In hindsight it was a bit unfair of me to think that the dogs would have no concerns about me introducing something new in to their environment, their home. Milo, our old cat had been their friend for many years. He was a certain size and behaved a certain way. The kittens are much smaller, faster and something quite new .But, by giving them all time and space, letting them each adjust to the new arrivals in a safe setting they have quickly recognised that there is nothing to fear and have been flexible and willing to adapt to the change. Now, looking at them all as they play and sleep together, it seems as if there has never been anything other than complete harmony.

Watching them learn and adapt and become good friends has strangely made me rethink what I expect from myself and others. We all take time to adapt to new circumstances and events, even if we have had similar experiences in the past we may need to allow ourselves a little more time to accept and become comfortable with any changes, even positive ones.

We need to take personal responsibility to set our own boundaries, ones which make us feel comfortable and make them clear to others. We should not just expect them to know what we want or need from them as that is simply unfair. If others make clear to us what their boundaries are we must respect them and not try to foist our own beliefs or strategies on to them, even if we feel they might be of help. We can explain how we feel and why we think it may help but still back off and let them come to terms with any issues or circumstances in their own time and at their own pace.

Image-grounded pointing data

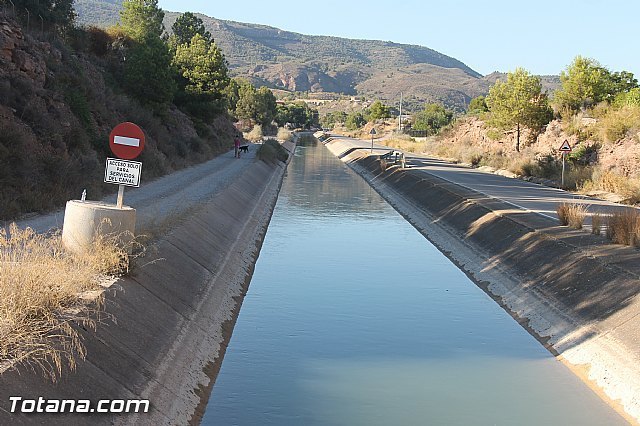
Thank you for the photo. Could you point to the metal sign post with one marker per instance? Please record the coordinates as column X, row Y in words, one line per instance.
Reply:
column 372, row 132
column 120, row 196
column 126, row 142
column 563, row 163
column 564, row 149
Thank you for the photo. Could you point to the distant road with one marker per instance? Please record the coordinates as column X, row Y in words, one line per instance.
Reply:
column 521, row 194
column 167, row 196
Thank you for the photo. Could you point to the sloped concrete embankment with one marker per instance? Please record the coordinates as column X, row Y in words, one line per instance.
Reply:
column 173, row 316
column 574, row 292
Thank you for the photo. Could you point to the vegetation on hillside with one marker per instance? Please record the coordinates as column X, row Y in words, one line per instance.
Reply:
column 60, row 98
column 47, row 294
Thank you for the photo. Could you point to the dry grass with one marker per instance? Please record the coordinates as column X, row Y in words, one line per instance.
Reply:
column 624, row 227
column 626, row 187
column 596, row 224
column 572, row 214
column 45, row 291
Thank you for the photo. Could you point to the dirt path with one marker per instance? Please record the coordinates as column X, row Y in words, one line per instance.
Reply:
column 169, row 196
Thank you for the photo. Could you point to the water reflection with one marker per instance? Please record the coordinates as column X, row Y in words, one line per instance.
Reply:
column 319, row 189
column 353, row 318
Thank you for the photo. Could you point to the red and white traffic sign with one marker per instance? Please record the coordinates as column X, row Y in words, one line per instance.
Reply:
column 126, row 141
column 565, row 147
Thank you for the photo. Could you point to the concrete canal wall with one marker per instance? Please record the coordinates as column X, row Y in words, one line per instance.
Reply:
column 172, row 317
column 577, row 294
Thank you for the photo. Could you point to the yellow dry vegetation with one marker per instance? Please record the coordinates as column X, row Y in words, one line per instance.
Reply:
column 46, row 292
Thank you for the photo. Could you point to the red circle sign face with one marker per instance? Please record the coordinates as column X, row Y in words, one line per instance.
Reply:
column 126, row 141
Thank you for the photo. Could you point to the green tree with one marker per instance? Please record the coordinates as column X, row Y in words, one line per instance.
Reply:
column 232, row 95
column 59, row 13
column 266, row 110
column 378, row 110
column 203, row 77
column 141, row 19
column 187, row 26
column 246, row 106
column 478, row 105
column 630, row 98
column 354, row 121
column 330, row 119
column 584, row 83
column 148, row 74
column 297, row 114
column 518, row 102
column 433, row 118
column 257, row 105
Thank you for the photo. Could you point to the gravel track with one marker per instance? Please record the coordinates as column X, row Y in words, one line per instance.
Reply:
column 167, row 196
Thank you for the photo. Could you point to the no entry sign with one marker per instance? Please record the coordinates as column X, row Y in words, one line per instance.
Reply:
column 126, row 141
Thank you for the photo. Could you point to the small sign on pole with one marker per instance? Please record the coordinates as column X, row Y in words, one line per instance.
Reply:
column 123, row 172
column 372, row 132
column 126, row 141
column 564, row 149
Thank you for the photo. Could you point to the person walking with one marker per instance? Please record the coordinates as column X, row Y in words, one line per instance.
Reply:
column 236, row 143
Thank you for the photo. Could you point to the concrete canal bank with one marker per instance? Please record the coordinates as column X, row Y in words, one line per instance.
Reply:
column 576, row 294
column 170, row 320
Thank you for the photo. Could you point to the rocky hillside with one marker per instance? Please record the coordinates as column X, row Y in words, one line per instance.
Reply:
column 297, row 62
column 609, row 169
column 57, row 108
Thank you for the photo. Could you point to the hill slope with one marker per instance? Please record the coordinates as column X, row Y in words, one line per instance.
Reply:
column 297, row 62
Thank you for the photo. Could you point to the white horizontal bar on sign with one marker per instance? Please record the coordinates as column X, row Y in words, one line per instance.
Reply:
column 123, row 140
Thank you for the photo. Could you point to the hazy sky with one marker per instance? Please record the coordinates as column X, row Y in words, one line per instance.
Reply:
column 543, row 36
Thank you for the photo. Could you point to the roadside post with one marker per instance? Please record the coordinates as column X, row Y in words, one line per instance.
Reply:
column 85, row 220
column 565, row 148
column 372, row 132
column 126, row 142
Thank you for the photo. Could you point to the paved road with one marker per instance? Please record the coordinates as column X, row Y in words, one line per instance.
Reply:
column 167, row 196
column 521, row 194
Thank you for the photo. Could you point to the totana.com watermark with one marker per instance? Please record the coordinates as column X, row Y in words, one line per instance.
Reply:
column 41, row 405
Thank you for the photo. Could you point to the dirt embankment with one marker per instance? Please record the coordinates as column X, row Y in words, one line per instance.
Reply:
column 57, row 108
column 578, row 297
column 172, row 317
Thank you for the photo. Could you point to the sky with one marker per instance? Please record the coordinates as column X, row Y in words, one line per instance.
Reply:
column 542, row 36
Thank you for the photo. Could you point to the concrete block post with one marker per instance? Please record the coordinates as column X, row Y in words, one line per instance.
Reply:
column 84, row 220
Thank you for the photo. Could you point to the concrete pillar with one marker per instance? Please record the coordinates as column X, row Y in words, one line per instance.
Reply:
column 83, row 220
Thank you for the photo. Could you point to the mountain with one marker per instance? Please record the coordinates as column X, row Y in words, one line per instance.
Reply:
column 318, row 64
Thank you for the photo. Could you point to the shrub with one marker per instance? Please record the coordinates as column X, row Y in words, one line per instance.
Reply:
column 44, row 290
column 609, row 181
column 284, row 134
column 596, row 224
column 255, row 135
column 624, row 227
column 617, row 123
column 571, row 214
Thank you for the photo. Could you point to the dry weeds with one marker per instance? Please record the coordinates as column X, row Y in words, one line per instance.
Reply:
column 572, row 214
column 596, row 224
column 45, row 292
column 624, row 227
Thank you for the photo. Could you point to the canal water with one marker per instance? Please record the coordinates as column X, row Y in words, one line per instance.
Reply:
column 354, row 318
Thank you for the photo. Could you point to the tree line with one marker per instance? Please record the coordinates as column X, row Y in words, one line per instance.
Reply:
column 183, row 66
column 519, row 102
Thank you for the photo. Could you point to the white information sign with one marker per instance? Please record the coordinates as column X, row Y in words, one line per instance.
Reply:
column 123, row 172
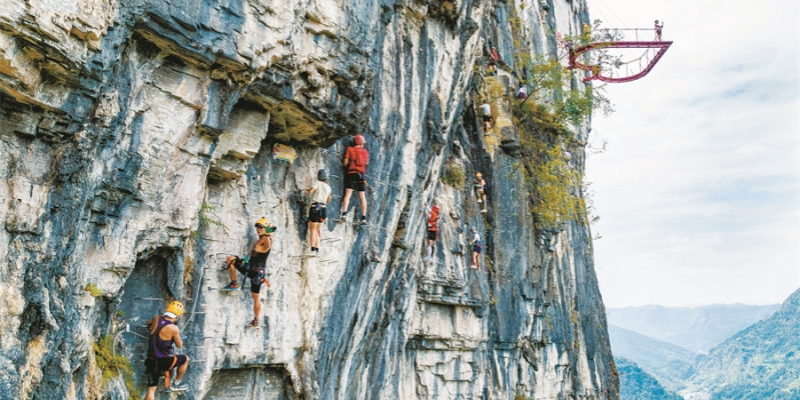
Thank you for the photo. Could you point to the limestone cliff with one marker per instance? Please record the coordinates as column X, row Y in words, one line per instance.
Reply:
column 136, row 146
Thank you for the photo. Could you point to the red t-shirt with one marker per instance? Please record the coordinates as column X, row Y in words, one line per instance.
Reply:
column 358, row 157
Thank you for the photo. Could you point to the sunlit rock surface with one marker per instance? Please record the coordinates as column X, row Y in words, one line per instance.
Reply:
column 136, row 146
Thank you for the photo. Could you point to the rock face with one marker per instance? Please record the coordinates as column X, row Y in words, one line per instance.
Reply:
column 135, row 145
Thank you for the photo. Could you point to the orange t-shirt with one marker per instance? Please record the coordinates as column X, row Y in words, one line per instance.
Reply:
column 432, row 225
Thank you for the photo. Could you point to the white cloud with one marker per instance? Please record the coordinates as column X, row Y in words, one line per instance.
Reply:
column 698, row 190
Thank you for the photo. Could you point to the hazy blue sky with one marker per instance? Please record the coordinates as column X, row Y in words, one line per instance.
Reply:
column 698, row 188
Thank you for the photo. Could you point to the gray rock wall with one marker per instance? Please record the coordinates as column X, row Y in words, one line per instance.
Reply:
column 135, row 146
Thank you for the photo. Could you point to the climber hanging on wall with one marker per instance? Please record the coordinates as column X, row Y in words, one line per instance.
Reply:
column 433, row 230
column 355, row 160
column 659, row 29
column 255, row 267
column 480, row 190
column 320, row 195
column 486, row 110
column 475, row 245
column 160, row 360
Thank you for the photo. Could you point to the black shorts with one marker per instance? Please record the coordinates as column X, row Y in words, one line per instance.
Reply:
column 317, row 213
column 355, row 181
column 255, row 273
column 154, row 368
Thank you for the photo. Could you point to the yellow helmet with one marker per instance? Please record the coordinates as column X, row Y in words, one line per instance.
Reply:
column 176, row 307
column 263, row 222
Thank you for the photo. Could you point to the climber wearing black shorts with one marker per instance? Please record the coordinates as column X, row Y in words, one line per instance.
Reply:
column 254, row 272
column 355, row 181
column 156, row 367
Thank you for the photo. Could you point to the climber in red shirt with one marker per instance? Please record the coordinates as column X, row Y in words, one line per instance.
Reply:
column 433, row 230
column 356, row 159
column 659, row 29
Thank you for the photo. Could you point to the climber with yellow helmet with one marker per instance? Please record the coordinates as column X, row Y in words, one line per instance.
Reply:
column 160, row 360
column 480, row 190
column 254, row 267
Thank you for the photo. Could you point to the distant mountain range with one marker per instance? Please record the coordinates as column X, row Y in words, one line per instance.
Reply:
column 672, row 365
column 696, row 328
column 636, row 384
column 760, row 362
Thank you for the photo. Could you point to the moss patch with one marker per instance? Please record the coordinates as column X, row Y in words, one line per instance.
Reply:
column 112, row 365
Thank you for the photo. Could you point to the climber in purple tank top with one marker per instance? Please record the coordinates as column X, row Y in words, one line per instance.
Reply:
column 160, row 360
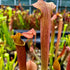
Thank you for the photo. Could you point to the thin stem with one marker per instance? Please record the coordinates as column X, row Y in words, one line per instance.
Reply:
column 52, row 45
column 59, row 36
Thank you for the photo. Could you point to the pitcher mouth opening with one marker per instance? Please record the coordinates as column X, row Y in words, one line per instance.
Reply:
column 20, row 44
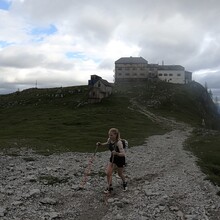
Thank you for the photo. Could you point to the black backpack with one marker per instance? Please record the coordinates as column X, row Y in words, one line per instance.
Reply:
column 125, row 144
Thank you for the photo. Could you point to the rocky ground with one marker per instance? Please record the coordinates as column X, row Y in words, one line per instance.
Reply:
column 164, row 182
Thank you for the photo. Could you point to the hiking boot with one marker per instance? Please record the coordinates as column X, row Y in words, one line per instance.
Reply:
column 125, row 188
column 108, row 189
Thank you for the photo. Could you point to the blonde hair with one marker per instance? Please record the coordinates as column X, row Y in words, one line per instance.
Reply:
column 116, row 132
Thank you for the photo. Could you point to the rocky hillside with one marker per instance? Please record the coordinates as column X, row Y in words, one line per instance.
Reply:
column 164, row 182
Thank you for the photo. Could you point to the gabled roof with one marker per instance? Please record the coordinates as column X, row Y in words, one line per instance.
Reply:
column 105, row 82
column 170, row 67
column 131, row 60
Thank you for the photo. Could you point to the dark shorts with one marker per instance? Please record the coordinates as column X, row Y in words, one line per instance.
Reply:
column 119, row 161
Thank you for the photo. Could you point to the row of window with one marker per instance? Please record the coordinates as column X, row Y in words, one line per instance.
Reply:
column 166, row 74
column 133, row 74
column 135, row 68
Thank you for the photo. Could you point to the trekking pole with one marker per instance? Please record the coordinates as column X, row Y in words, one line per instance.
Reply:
column 107, row 195
column 88, row 169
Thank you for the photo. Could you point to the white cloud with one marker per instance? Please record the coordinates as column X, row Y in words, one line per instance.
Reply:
column 90, row 36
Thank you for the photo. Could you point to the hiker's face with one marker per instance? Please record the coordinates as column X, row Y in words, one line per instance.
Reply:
column 112, row 136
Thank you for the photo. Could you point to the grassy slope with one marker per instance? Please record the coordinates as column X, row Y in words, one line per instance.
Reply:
column 206, row 146
column 44, row 120
column 51, row 123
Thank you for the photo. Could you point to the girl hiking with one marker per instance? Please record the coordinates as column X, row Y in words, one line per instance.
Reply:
column 117, row 158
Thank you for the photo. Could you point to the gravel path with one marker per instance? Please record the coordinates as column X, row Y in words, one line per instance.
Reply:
column 164, row 182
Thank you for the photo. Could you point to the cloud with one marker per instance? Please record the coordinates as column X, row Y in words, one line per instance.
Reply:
column 67, row 41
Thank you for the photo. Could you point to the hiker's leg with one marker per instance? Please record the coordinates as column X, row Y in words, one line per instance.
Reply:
column 109, row 171
column 120, row 173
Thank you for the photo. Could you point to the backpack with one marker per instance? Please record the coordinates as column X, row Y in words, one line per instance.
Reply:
column 125, row 144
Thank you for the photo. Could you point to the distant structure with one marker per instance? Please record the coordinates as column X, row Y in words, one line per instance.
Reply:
column 99, row 89
column 129, row 69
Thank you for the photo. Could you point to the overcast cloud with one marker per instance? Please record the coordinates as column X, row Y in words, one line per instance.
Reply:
column 63, row 42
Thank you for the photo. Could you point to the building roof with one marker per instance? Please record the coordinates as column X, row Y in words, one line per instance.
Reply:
column 170, row 67
column 131, row 60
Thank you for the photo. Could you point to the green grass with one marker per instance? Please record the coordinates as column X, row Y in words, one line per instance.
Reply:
column 49, row 126
column 206, row 146
column 60, row 119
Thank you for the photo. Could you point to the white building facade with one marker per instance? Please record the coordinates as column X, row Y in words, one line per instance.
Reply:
column 137, row 68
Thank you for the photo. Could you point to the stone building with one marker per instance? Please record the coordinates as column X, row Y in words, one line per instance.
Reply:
column 137, row 68
column 99, row 89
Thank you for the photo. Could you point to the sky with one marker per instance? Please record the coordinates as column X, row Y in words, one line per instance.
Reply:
column 54, row 43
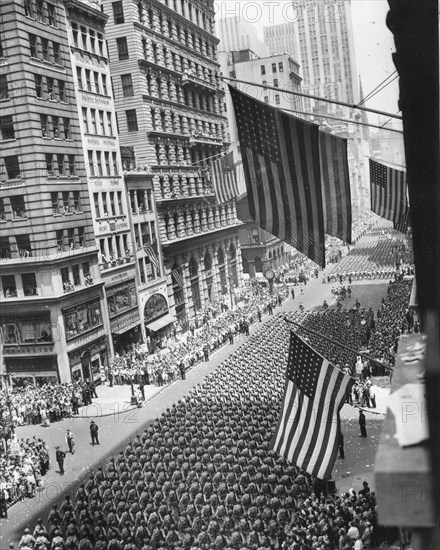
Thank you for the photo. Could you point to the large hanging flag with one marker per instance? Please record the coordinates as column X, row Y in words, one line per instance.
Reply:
column 178, row 276
column 335, row 186
column 224, row 178
column 151, row 250
column 282, row 172
column 389, row 198
column 307, row 434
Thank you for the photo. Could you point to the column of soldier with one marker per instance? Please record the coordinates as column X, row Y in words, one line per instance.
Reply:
column 202, row 476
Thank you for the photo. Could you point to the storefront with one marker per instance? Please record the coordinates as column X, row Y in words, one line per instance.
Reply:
column 86, row 361
column 23, row 371
column 159, row 323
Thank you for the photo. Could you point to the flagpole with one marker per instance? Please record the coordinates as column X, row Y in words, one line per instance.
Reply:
column 334, row 101
column 385, row 366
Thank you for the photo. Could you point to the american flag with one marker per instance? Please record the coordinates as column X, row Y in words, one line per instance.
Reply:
column 178, row 276
column 335, row 186
column 151, row 250
column 308, row 429
column 224, row 178
column 282, row 172
column 389, row 194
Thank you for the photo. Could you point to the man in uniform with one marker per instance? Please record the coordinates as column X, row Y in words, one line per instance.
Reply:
column 60, row 456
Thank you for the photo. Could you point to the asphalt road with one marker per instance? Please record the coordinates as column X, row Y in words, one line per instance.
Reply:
column 120, row 426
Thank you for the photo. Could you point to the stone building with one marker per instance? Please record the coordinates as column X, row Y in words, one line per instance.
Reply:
column 53, row 313
column 169, row 102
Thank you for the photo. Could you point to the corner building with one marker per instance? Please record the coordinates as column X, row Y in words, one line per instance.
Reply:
column 107, row 192
column 169, row 102
column 53, row 317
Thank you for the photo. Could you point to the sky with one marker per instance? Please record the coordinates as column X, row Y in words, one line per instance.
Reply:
column 374, row 43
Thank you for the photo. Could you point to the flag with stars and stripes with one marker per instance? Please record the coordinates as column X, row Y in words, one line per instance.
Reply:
column 389, row 197
column 307, row 433
column 282, row 173
column 151, row 250
column 224, row 178
column 335, row 186
column 178, row 276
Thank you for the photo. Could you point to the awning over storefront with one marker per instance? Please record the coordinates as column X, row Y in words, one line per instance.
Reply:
column 162, row 322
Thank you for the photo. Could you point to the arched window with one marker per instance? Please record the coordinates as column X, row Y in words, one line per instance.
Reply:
column 156, row 306
column 193, row 269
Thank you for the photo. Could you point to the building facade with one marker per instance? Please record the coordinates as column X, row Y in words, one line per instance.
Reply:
column 281, row 39
column 236, row 34
column 105, row 174
column 169, row 103
column 53, row 311
column 323, row 33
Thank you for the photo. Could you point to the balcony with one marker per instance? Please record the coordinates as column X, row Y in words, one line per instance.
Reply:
column 189, row 77
column 205, row 138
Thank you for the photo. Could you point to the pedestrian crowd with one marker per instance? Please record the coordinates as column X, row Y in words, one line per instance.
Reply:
column 22, row 465
column 219, row 325
column 44, row 404
column 203, row 477
column 373, row 258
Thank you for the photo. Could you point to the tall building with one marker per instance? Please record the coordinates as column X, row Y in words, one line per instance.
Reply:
column 281, row 39
column 324, row 35
column 237, row 34
column 169, row 103
column 53, row 312
column 259, row 249
column 108, row 195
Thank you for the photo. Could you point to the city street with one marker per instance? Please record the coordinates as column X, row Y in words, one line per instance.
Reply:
column 119, row 422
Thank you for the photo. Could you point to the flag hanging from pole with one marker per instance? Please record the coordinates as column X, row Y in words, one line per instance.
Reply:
column 307, row 433
column 389, row 194
column 151, row 250
column 177, row 276
column 336, row 193
column 224, row 178
column 282, row 172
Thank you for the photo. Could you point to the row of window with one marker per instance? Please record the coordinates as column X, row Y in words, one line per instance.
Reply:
column 60, row 164
column 41, row 11
column 144, row 233
column 66, row 202
column 55, row 127
column 141, row 200
column 102, row 163
column 92, row 81
column 108, row 203
column 88, row 39
column 82, row 318
column 47, row 50
column 274, row 67
column 47, row 87
column 12, row 207
column 97, row 122
column 146, row 17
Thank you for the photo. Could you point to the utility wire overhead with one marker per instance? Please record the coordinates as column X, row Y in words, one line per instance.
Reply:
column 316, row 98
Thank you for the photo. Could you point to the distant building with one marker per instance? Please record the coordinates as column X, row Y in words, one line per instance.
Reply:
column 324, row 36
column 237, row 34
column 281, row 39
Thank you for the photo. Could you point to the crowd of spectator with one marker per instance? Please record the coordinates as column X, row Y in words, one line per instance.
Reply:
column 44, row 404
column 202, row 476
column 218, row 325
column 22, row 465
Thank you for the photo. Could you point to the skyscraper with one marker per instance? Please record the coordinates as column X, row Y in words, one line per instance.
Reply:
column 169, row 103
column 324, row 36
column 53, row 315
column 237, row 34
column 281, row 39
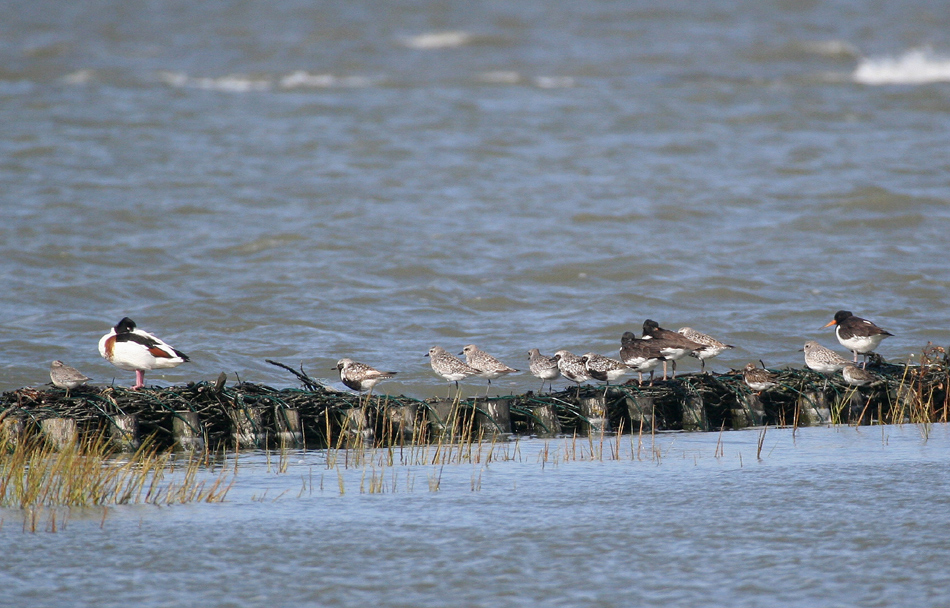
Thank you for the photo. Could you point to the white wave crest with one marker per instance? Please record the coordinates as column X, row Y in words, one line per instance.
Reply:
column 304, row 80
column 917, row 66
column 244, row 84
column 231, row 83
column 437, row 40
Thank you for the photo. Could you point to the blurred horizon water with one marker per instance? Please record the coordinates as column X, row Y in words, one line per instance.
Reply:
column 306, row 182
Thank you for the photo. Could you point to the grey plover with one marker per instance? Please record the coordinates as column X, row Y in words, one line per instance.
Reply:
column 672, row 345
column 821, row 359
column 858, row 335
column 488, row 367
column 448, row 366
column 758, row 379
column 711, row 346
column 604, row 368
column 572, row 367
column 640, row 355
column 359, row 376
column 543, row 367
column 855, row 376
column 64, row 376
column 135, row 350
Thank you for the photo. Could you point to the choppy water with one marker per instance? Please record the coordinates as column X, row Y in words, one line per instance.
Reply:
column 305, row 181
column 830, row 517
column 309, row 181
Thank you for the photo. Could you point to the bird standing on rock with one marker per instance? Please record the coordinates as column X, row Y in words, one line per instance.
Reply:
column 640, row 355
column 823, row 360
column 672, row 345
column 856, row 334
column 359, row 376
column 487, row 365
column 63, row 376
column 572, row 367
column 449, row 367
column 543, row 367
column 135, row 350
column 758, row 379
column 711, row 346
column 603, row 368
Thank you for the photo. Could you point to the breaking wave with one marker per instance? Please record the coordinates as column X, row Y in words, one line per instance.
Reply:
column 917, row 66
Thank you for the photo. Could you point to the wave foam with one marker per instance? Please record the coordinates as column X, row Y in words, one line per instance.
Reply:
column 437, row 40
column 917, row 66
column 243, row 84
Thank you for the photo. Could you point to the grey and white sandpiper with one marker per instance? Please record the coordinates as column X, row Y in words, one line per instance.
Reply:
column 359, row 376
column 64, row 376
column 856, row 376
column 488, row 366
column 640, row 355
column 572, row 367
column 604, row 368
column 448, row 366
column 672, row 345
column 823, row 360
column 543, row 367
column 711, row 346
column 758, row 379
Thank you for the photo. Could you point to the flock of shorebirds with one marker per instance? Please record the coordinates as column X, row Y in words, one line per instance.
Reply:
column 133, row 349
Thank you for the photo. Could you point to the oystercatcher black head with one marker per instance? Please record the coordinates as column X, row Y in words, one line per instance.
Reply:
column 125, row 326
column 840, row 317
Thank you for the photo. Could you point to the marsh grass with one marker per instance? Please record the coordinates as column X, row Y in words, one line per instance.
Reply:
column 90, row 473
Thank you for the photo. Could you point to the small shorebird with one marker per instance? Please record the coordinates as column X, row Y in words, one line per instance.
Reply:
column 672, row 345
column 758, row 379
column 858, row 335
column 63, row 376
column 640, row 355
column 855, row 376
column 487, row 366
column 448, row 366
column 711, row 346
column 604, row 368
column 359, row 376
column 823, row 360
column 572, row 367
column 543, row 367
column 135, row 350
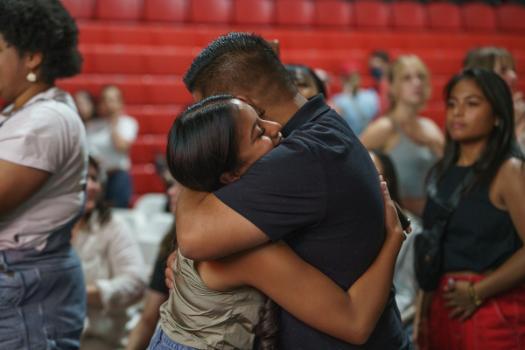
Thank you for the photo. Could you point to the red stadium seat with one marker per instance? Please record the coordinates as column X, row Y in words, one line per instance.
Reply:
column 478, row 17
column 260, row 12
column 409, row 15
column 294, row 12
column 333, row 13
column 444, row 16
column 166, row 10
column 511, row 18
column 372, row 15
column 211, row 11
column 80, row 9
column 125, row 10
column 154, row 119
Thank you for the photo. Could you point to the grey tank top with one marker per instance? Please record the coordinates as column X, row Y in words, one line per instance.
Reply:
column 199, row 317
column 412, row 162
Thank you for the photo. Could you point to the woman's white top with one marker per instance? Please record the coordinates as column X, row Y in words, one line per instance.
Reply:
column 111, row 260
column 101, row 144
column 46, row 134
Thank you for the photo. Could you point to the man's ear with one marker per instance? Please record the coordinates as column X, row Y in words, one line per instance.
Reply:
column 34, row 60
column 252, row 102
column 229, row 177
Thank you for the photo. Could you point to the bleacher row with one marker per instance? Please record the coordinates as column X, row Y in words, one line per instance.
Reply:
column 146, row 57
column 331, row 13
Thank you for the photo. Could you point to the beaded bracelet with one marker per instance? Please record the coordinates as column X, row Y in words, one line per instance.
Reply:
column 474, row 297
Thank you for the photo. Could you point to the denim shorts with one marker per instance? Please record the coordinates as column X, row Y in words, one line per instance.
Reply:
column 161, row 341
column 42, row 297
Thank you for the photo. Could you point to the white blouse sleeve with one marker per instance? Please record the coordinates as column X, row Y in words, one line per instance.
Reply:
column 128, row 281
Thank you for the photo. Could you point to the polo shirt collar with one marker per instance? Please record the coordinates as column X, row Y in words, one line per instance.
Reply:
column 308, row 112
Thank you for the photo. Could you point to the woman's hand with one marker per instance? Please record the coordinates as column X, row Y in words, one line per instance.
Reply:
column 169, row 276
column 420, row 330
column 392, row 224
column 459, row 300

# YOUR OBJECTIVE
Can you write the next part of the reflection above on the dogs adjusting to the new kittens, picking up after its final sentence?

# OUTPUT FOR THIS TASK
We are all different and as unique individuals and when faced with something new we each will have our own way of handling things. Some people find it very easy to adapt to change and others much more difficult. Knowing what makes us “tick” as an individual lets us develop a strategy for coping with change and helps us to manage it and make life easier.

For certain people fear is sometimes a normal response to being asked to face something new and different, before they have had time to adjust to a situation. If this is how you feel ,know that you  do not need to respond angrily or aggressively to new things, as that sort of strategy will never improve a situation or clear any issues, in fact almost always all that will do is make everything worse. Instead acknowledge that you have a need to get used to new circumstances, whatever they are, good or bad  and then take time to gather more information to enable you to adapt more quickly, make better decisions and be flexible enough to cope with and accept change.

Generally, when we show people close to us and even those a little more distant, respect and give each other personal space, we find that we can usually resolve any problems or issues and create an outcome that we are all happy with.

What can I do ?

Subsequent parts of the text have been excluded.